What to produce — All of the data below is to be output exactly as written.

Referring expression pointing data
##############################

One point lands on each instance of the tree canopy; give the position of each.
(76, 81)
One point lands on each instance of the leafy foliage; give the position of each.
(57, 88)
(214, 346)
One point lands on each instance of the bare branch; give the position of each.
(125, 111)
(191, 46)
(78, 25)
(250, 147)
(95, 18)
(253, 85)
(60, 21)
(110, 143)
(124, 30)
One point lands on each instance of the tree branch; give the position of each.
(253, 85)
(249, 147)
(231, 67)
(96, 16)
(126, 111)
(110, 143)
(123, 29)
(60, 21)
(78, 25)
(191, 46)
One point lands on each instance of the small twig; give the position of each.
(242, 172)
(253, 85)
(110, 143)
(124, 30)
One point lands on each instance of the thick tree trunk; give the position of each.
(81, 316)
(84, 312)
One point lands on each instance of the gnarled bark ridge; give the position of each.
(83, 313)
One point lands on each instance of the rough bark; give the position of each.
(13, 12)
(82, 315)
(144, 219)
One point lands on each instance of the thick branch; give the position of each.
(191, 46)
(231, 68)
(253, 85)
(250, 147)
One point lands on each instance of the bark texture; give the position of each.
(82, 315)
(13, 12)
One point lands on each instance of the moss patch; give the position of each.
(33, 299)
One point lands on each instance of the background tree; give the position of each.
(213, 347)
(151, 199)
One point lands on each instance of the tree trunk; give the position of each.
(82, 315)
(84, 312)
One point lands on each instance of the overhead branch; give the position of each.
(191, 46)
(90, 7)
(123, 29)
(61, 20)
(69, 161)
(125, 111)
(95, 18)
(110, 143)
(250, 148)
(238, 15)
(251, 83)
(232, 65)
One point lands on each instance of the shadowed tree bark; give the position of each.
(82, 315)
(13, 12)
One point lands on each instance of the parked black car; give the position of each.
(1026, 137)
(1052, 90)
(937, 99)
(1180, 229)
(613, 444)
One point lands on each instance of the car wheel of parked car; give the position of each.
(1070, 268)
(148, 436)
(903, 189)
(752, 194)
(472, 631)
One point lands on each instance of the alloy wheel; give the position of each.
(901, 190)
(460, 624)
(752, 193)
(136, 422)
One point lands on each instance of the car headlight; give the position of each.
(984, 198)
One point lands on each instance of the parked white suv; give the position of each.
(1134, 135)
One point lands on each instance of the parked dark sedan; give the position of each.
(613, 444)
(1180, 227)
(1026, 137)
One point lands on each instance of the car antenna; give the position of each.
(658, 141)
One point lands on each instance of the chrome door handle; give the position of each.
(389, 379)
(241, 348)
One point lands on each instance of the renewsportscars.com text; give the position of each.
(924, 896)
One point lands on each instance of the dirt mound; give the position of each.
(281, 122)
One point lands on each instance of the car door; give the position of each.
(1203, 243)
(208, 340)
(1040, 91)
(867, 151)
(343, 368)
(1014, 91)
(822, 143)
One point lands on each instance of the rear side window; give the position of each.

##############################

Output —
One point lands on each instance of the tree canopy; give the position of each.
(76, 81)
One point lands on each instance of the leafy foliage; give the position of each.
(57, 88)
(214, 346)
One point lands on each instance of the bare branch; give the position of each.
(125, 111)
(191, 46)
(78, 25)
(250, 147)
(95, 18)
(253, 85)
(60, 21)
(110, 143)
(124, 30)
One point lands on each instance of the tree branch; give the position of each.
(253, 85)
(249, 147)
(231, 67)
(96, 16)
(126, 111)
(110, 143)
(123, 29)
(60, 21)
(78, 25)
(191, 46)
One point lands on each instance of the small twig; give the position of each.
(242, 172)
(253, 85)
(110, 143)
(124, 30)
One point lands on each instance of the thick tree trunk; give the position of each.
(81, 316)
(84, 312)
One point lands on each instance of the gnarled bark ridge; give the position of each.
(83, 313)
One point lands on each instance of the rough bark; give the position of each.
(13, 12)
(82, 315)
(144, 219)
One point lands on each instance of the thick branch; give the position of each.
(191, 46)
(231, 68)
(253, 85)
(250, 147)
One point lands on each instance of the bark texture; give the position of each.
(82, 315)
(13, 12)
One point lands on each instance of the moss patch; give the position of each.
(33, 299)
One point lands on each instance of the background tree; give the position of each.
(213, 347)
(151, 199)
One point lands on each instance of the tree trunk; give the position of each.
(82, 315)
(84, 312)
One point lands on each instance of the overhead branch; give the position of each.
(191, 46)
(90, 7)
(123, 29)
(61, 20)
(69, 161)
(125, 111)
(95, 18)
(110, 143)
(250, 148)
(238, 15)
(251, 83)
(232, 65)
One point lands on each instance of the shadowed tree bark; give the position of each.
(82, 315)
(13, 12)
One point lands on each instance of the parked black car; give the position of each.
(1026, 137)
(1052, 90)
(937, 99)
(1180, 229)
(613, 444)
One point lands on each instance of the car wheel of parked car; give the position of each.
(1070, 268)
(148, 436)
(903, 189)
(752, 194)
(472, 631)
One point lands on each instance of the alloy wheel; give the position of each.
(901, 190)
(460, 624)
(752, 193)
(136, 422)
One point lands on each instance of the car headlight; give the position of each.
(984, 198)
One point lands on each instance of the parked white suv; give the position of each.
(1134, 135)
One point lands on each instance of the parked dark sedan; give the position of each.
(613, 444)
(1180, 227)
(1026, 137)
One point lands on each instance of the car antenna; give the position of each.
(658, 141)
One point lands on each instance of the chrome door handle; give the position of each.
(389, 379)
(241, 348)
One point lands on each instance of the renewsportscars.com text; give the position of each.
(924, 896)
One point lands on each instance of the dirt mound; give the position of each.
(281, 122)
One point lands on each instance of the car door; give the position of each.
(1203, 243)
(208, 340)
(1040, 91)
(867, 151)
(343, 368)
(1014, 91)
(822, 143)
One point lands on each instance of the rear side window; give the position of each.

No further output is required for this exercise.